◆ Source data
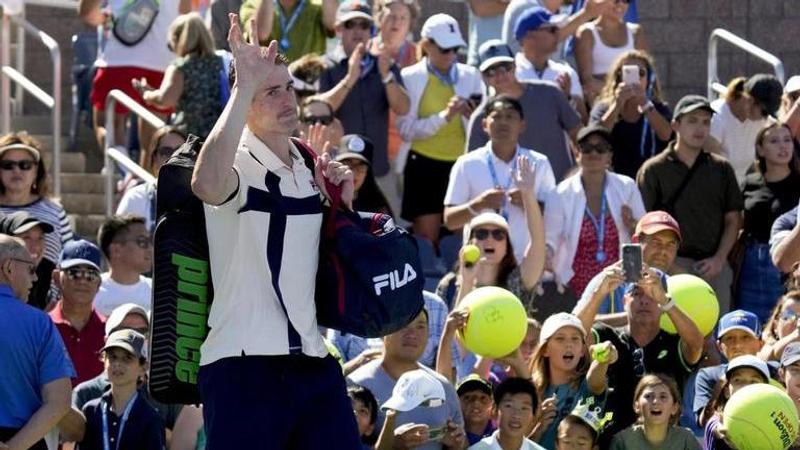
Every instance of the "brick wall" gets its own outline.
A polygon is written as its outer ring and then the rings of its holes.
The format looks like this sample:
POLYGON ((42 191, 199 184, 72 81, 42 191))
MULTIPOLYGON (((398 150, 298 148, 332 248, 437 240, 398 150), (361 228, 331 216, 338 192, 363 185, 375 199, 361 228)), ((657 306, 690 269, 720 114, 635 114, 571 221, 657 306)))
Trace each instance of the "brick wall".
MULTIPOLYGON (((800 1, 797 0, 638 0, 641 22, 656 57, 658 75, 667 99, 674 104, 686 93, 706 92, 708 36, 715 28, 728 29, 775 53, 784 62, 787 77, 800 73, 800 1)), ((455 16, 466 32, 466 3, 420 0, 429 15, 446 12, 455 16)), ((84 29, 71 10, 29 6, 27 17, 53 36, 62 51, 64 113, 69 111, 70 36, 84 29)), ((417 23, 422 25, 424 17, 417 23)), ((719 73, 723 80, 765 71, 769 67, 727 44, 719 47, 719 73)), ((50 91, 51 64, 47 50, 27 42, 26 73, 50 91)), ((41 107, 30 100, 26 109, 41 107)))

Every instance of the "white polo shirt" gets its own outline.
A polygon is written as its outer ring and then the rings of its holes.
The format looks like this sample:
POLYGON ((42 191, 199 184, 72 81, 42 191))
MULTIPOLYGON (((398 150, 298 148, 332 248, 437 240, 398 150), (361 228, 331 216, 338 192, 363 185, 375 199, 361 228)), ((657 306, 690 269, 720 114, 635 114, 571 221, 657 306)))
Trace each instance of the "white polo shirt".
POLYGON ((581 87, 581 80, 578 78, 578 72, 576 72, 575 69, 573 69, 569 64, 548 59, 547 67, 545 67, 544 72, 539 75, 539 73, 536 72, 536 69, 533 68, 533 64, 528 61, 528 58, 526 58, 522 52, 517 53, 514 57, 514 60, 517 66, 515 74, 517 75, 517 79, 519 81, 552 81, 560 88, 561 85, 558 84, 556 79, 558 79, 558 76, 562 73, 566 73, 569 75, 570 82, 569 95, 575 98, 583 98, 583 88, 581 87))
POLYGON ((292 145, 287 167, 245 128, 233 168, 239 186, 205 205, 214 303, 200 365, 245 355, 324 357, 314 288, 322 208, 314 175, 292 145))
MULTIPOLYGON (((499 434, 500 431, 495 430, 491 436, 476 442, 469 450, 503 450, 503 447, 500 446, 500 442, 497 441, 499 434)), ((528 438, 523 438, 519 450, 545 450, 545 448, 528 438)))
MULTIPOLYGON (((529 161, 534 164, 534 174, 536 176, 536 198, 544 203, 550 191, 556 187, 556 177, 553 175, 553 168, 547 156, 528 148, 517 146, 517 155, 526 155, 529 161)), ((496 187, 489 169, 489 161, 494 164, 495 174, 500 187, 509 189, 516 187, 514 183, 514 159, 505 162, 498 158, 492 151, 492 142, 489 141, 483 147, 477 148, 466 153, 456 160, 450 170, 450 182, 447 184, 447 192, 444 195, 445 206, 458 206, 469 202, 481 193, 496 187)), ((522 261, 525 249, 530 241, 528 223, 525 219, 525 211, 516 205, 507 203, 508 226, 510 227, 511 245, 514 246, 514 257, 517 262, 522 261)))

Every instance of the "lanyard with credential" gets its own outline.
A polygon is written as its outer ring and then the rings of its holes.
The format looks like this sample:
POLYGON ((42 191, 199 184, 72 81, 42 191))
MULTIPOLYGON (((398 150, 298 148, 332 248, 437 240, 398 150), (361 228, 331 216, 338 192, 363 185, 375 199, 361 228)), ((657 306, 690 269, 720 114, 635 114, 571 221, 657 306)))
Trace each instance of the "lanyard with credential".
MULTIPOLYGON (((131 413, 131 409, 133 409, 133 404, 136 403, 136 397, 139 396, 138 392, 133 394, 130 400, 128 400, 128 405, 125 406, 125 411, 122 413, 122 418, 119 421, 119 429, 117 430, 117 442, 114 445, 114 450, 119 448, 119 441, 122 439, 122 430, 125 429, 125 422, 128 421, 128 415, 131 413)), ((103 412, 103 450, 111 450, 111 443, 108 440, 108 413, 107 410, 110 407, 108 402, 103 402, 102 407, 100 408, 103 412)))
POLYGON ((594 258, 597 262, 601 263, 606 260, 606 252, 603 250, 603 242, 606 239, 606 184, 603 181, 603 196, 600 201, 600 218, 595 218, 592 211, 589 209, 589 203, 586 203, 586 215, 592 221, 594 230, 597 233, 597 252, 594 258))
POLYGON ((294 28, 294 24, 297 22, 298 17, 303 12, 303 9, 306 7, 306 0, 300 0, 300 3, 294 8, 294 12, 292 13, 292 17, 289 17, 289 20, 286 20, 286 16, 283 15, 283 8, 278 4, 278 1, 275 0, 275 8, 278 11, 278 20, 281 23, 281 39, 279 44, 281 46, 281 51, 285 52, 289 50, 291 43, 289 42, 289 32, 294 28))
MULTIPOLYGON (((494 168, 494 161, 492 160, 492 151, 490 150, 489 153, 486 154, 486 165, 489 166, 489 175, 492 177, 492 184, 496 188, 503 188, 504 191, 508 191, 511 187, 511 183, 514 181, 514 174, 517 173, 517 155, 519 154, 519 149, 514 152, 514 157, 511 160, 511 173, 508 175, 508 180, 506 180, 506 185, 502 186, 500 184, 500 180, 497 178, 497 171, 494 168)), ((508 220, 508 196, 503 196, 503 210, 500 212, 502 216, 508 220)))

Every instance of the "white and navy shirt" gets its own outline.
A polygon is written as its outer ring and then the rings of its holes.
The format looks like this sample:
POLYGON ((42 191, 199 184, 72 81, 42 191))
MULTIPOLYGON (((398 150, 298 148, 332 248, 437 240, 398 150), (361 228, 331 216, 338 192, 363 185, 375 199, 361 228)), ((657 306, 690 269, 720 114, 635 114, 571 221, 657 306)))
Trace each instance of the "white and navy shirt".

◆ Problem to work on
Output each line of the records exactly. Any picture is skipped.

◆ Written answer
Every instance of the "brick wall" gets its own outline.
A polygon is written as its outer ring and then the rings of its holes.
The format looks like this sample:
POLYGON ((42 191, 199 184, 72 81, 42 191))
MULTIPOLYGON (((398 150, 298 148, 332 248, 437 240, 398 150), (361 228, 331 216, 338 192, 363 185, 375 199, 361 228)), ((657 306, 690 269, 720 114, 635 114, 571 221, 657 306)))
Trace each instance of the "brick wall".
MULTIPOLYGON (((800 1, 797 0, 638 0, 641 22, 656 57, 658 75, 667 99, 674 104, 686 93, 706 92, 708 36, 715 28, 728 29, 775 53, 784 62, 787 77, 800 73, 800 1)), ((455 16, 466 32, 466 3, 420 0, 429 15, 446 12, 455 16)), ((84 29, 71 10, 29 6, 27 17, 53 36, 62 51, 64 113, 69 111, 70 36, 84 29)), ((417 23, 422 25, 424 17, 417 23)), ((719 73, 723 80, 765 71, 769 67, 727 44, 719 47, 719 73)), ((50 91, 51 64, 47 50, 27 42, 26 73, 50 91)), ((41 107, 30 100, 26 109, 41 107)))

Every instance of the "white polo shirt" gets its own outline.
A polygon is written as its outer ring and then the rings of its holes.
The format looks like this sample:
POLYGON ((42 191, 199 184, 72 81, 42 191))
MULTIPOLYGON (((398 150, 298 148, 332 248, 437 240, 398 150), (361 228, 331 216, 338 192, 363 185, 375 199, 361 228)), ((657 306, 690 269, 720 114, 635 114, 571 221, 657 306)))
Trace each instance of the "white polo shirt".
POLYGON ((581 87, 581 80, 578 78, 578 72, 576 72, 575 69, 573 69, 569 64, 548 59, 547 67, 545 67, 544 72, 539 75, 539 73, 536 72, 536 69, 533 68, 533 64, 528 61, 528 58, 526 58, 522 52, 517 53, 514 57, 514 60, 517 66, 515 74, 517 75, 517 79, 519 81, 552 81, 560 88, 561 85, 558 84, 556 79, 558 79, 558 76, 562 73, 566 73, 569 75, 570 82, 569 95, 575 98, 583 98, 583 88, 581 87))
POLYGON ((292 145, 287 167, 245 128, 233 168, 239 186, 205 205, 214 303, 200 365, 245 355, 324 357, 314 288, 322 208, 314 175, 292 145))
MULTIPOLYGON (((499 434, 500 431, 495 430, 491 436, 476 442, 469 450, 503 450, 503 447, 500 446, 500 442, 497 441, 499 434)), ((528 438, 523 438, 519 450, 545 450, 545 448, 528 438)))
MULTIPOLYGON (((529 161, 534 164, 534 174, 536 176, 536 198, 544 203, 550 191, 556 187, 556 177, 553 175, 553 168, 547 156, 528 148, 517 146, 517 155, 526 155, 529 161)), ((496 187, 489 169, 489 161, 494 164, 495 174, 500 187, 509 189, 516 187, 514 183, 514 159, 505 162, 498 158, 492 151, 492 142, 489 141, 483 147, 477 148, 466 153, 456 160, 450 170, 450 182, 447 184, 447 192, 444 195, 445 206, 458 206, 469 202, 481 193, 496 187)), ((522 261, 525 249, 530 241, 528 223, 525 219, 525 211, 516 205, 507 203, 508 226, 510 227, 511 245, 514 246, 514 257, 517 262, 522 261)))

Every instance of the "lanyard with credential" gets its own outline.
A polygon is written as its outer ring and then the rings of its holes.
The format looks like this sample:
POLYGON ((42 191, 199 184, 72 81, 42 191))
MULTIPOLYGON (((398 150, 298 148, 332 248, 437 240, 398 150), (361 228, 331 216, 338 192, 363 185, 375 199, 361 228)), ((657 306, 690 269, 720 114, 635 114, 571 221, 657 306)))
Trace each instance of the "lanyard with credential".
MULTIPOLYGON (((131 413, 131 409, 133 409, 133 404, 136 403, 136 397, 139 396, 138 392, 133 394, 130 400, 128 400, 128 405, 125 406, 125 411, 122 413, 122 418, 119 421, 119 429, 117 430, 117 442, 114 445, 114 450, 119 448, 119 441, 122 439, 122 430, 125 429, 125 422, 128 421, 128 415, 131 413)), ((103 412, 103 450, 111 450, 111 443, 108 440, 108 413, 107 410, 110 407, 108 402, 103 402, 102 407, 100 408, 103 412)))
POLYGON ((594 258, 597 262, 601 263, 606 260, 606 252, 603 250, 603 242, 606 239, 606 184, 603 181, 603 196, 600 201, 600 218, 595 218, 592 211, 589 209, 589 203, 586 203, 586 215, 592 221, 594 230, 597 233, 597 252, 594 258))
POLYGON ((294 28, 294 24, 297 22, 298 17, 303 12, 303 9, 306 7, 306 0, 300 0, 300 3, 294 8, 294 12, 292 13, 292 17, 289 17, 289 20, 286 20, 286 16, 283 15, 283 8, 278 4, 278 1, 275 0, 275 8, 278 11, 278 20, 281 23, 281 39, 279 44, 281 46, 281 51, 285 52, 289 50, 291 43, 289 42, 289 32, 294 28))
MULTIPOLYGON (((494 168, 494 161, 492 160, 492 151, 490 150, 489 153, 486 154, 486 165, 489 166, 489 175, 492 177, 492 184, 496 188, 503 188, 504 191, 508 191, 511 187, 511 183, 514 181, 514 174, 517 173, 517 155, 519 154, 519 149, 514 152, 514 157, 511 160, 511 173, 508 175, 508 180, 506 180, 506 185, 502 186, 500 184, 500 180, 497 178, 497 171, 494 168)), ((508 220, 508 196, 503 196, 503 210, 500 212, 502 216, 508 220)))

Every instance of the "white and navy shirt" gets its own outline.
A polygon is written as its outer ring and then the rings of its holes.
The format looks like this sample:
POLYGON ((42 191, 199 184, 72 81, 42 191))
MULTIPOLYGON (((398 150, 298 148, 332 248, 437 240, 398 150), (361 228, 331 216, 338 192, 363 185, 375 199, 361 228)), ((657 306, 690 269, 720 114, 635 114, 571 221, 657 306)))
Trace each instance of the "white and navy shirt".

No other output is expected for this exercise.